◆ WHAT TO DO ◆
**A.** From the article on the Los Banos rescue, reproduce word for word the passage starting with "A battalion of" and going on through "Road to reminisce.".
**B.** Answer these questions using the article on the Los Banos rescue:
(i) On what date did the flag raising atop Mount Suribachi take place?
(ii) How far behind enemy lines was the internment camp outside Los Banos?
(iii) Where did the veterans and the two men they rescued gather this weekend?

Heroic World War II rescue focus of reunion
By LARRY ALEXANDER, Staff
Intelligencer Journal

Published: Sep 29, 2007 3:16 AM EST

LANCASTER COUNTY, PA -

On Feb. 23, 1945, as five U.S. Marines and a Navy corpsman raised a flag atop Mount Suribachi on Iwo Jima, another heroic American action was taking place hundreds of miles away in the Philippine Islands.

A battalion of paratroopers from the U.S. 11th Airborne Division, a contingent of Filipino guerrillas and men of the 672nd Amphibious Tractor Battalion teamed up to free more than 2,000 civilians from what they feared would be certain death at the hands of their Japanese captors at an internment camp outside the town of Los Banos, 25 miles behind enemy lines.

History, however, was unkind to the liberators of Los Banos. The Iwo Jima flag raising pushed the rescue mission — possibly the largest of World War II — off the front pages, and today it is all but forgotten.

The men who took part in the raid remember, though, as do the people they liberated. And this weekend a small group of aging veterans of the 672nd Amphibious Tractor Battalion — their numbers dwindling — and two men they rescued gathered at the Holiday Inn on Greenfield Road to reminisce.

◆ RECORDED DATA ◆

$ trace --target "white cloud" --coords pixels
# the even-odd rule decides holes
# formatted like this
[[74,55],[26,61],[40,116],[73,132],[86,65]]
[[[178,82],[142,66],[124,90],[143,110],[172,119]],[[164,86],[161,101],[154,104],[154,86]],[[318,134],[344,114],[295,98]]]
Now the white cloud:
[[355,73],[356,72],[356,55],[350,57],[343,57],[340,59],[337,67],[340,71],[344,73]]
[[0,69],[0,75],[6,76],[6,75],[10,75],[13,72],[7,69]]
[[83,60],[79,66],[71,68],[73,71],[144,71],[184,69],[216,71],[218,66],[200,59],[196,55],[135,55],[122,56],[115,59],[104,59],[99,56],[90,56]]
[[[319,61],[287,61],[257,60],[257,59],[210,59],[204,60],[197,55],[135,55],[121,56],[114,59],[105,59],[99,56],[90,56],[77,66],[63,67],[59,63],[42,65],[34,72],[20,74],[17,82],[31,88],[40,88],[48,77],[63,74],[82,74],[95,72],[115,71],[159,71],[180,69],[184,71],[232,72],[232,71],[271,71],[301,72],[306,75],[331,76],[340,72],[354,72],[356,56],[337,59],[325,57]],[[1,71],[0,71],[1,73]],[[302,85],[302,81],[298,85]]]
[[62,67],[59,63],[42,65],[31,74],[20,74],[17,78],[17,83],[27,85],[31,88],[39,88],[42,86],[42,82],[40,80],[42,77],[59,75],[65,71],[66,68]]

◆ RESULTS OF THE TASKS ◆
**A.**
A battalion of paratroopers from the U.S. 11th Airborne Division, a contingent of Filipino guerrillas and men of the 672nd Amphibious Tractor Battalion teamed up to free more than 2,000 civilians from what they feared would be certain death at the hands of their Japanese captors at an internment camp outside the town of Los Banos, 25 miles behind enemy lines.

History, however, was unkind to the liberators of Los Banos. The Iwo Jima flag raising pushed the rescue mission — possibly the largest of World War II — off the front pages, and today it is all but forgotten.

The men who took part in the raid remember, though, as do the people they liberated. And this weekend a small group of aging veterans of the 672nd Amphibious Tractor Battalion — their numbers dwindling — and two men they rescued gathered at the Holiday Inn on Greenfield Road to reminisce.

**B.**
(i) Feb. 23, 1945
(ii) 25 miles
(iii) At the Holiday Inn on Greenfield Road